EXCERPTED PASSAGE:
+ + + + + + +
I put my block in the mail today.


----------



## Kris in MI (May 30, 2002)

*rjayne*, your block arrived yesterday. Great work, and the quilt label is such a cool idea.


----------



## gotmules (Mar 3, 2011)

I mailed my block last week. the receipt from the post office said it should get there Dec. 14th. Has anyone else had Microsoft try to keep you from going on this site? I keep getting a red screen that says there is a threat on this website!


----------



## Kris in MI (May 30, 2002)

Hi everyone. Sorry I've been absent lately, and have kept you all waiting to see who is the lucky winner of these quilt blocks. The blocks all go so nicely with each other, and will make a really cheerful quilt. 

The winner is. . . . 






kidsnchix!!!


Congratulations :clap::clap:


----------



## MoBookworm1957 (Aug 24, 2015)

Congratulations kidsnchix!


----------



## kidsnchix (Oct 2, 2003)

Oh My Gosh ! ! ! I can't believe I won.....This was such beautiful fabric.....Thank you ! ! !


----------



## maxine (Jun 22, 2004)

Congrats and Merry Christmas Kidsnchix..


----------



## HorseMom (Jul 31, 2005)

Pics?


----------



## Kris in MI (May 30, 2002)
+ + + + + + +
TASK REQUIREMENTS:
1/ In the quilt block thread, what date did gotmules's post office receipt give for the block's arrival?
2/ In the quilt block thread, write out the part that opens with the words "Hi everyone. Sorry" and closes with "kidsnchix!!!", and switch "cheerful" to "colorful".
The material that follows was taken from a different source than the quilt block thread.

RECORDS SUPPLIED:
+ + + + + + +
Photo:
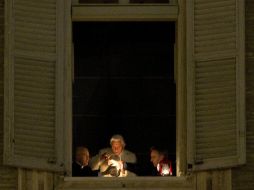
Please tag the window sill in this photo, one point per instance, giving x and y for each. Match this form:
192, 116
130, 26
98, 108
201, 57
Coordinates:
129, 182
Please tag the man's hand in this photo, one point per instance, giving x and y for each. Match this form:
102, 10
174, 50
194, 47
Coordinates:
105, 156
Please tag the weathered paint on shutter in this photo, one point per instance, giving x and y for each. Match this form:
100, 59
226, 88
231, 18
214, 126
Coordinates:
32, 85
8, 176
242, 178
215, 83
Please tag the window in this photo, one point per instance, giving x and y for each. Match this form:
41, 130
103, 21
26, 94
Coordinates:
38, 52
124, 84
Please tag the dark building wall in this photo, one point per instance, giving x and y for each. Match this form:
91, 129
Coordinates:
243, 178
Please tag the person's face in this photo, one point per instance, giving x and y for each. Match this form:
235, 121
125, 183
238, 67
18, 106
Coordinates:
155, 157
83, 157
117, 147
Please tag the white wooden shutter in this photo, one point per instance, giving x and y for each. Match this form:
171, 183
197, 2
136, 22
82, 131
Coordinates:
33, 84
215, 83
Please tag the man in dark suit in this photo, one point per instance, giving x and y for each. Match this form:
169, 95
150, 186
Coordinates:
80, 166
124, 164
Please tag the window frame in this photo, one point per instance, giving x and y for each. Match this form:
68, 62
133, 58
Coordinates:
154, 13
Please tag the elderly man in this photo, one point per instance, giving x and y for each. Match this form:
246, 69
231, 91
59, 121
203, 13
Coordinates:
115, 157
80, 166
160, 162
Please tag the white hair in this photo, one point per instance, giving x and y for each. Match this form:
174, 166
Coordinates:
117, 138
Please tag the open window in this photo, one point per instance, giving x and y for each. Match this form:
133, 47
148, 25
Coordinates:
124, 84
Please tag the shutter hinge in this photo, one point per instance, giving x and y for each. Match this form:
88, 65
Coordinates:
198, 162
51, 160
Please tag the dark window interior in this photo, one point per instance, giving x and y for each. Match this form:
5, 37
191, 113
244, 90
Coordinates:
124, 84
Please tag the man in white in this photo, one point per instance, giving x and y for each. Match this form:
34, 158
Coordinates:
102, 160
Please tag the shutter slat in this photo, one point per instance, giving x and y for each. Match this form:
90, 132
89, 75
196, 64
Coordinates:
216, 83
35, 38
8, 175
242, 178
215, 36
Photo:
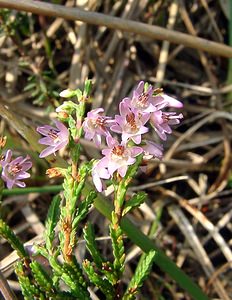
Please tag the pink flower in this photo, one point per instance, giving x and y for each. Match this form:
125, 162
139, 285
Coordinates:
162, 100
55, 138
13, 171
95, 125
118, 157
141, 101
161, 122
99, 172
152, 149
130, 124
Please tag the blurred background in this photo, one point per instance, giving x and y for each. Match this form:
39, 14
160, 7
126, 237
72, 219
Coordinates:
188, 209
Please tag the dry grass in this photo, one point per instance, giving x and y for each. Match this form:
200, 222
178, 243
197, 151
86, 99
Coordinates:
188, 211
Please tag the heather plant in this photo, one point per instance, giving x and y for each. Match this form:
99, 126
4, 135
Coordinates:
58, 274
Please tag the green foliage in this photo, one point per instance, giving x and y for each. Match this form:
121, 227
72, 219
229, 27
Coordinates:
91, 245
51, 222
12, 239
13, 24
133, 202
141, 273
29, 289
42, 278
102, 283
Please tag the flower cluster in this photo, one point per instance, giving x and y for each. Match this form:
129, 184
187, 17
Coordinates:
55, 138
145, 105
13, 171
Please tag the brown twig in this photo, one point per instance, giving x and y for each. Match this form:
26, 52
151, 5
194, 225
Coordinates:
151, 31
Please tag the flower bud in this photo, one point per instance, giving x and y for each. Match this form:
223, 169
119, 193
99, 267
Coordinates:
67, 93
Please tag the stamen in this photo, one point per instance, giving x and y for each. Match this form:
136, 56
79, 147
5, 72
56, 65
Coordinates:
15, 169
118, 150
130, 118
143, 100
53, 134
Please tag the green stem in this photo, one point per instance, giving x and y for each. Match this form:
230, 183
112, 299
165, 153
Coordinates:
141, 240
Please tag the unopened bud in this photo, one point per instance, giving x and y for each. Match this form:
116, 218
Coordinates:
+ + + + + + +
FULL ANSWERS:
1/ Dec. 14th

2/
Hi everyone. Sorry I've been absent lately, and have kept you all waiting to see who is the lucky winner of these quilt blocks. The blocks all go so nicely with each other, and will make a really colorful quilt. 

The winner is. . . . 






kidsnchix!!!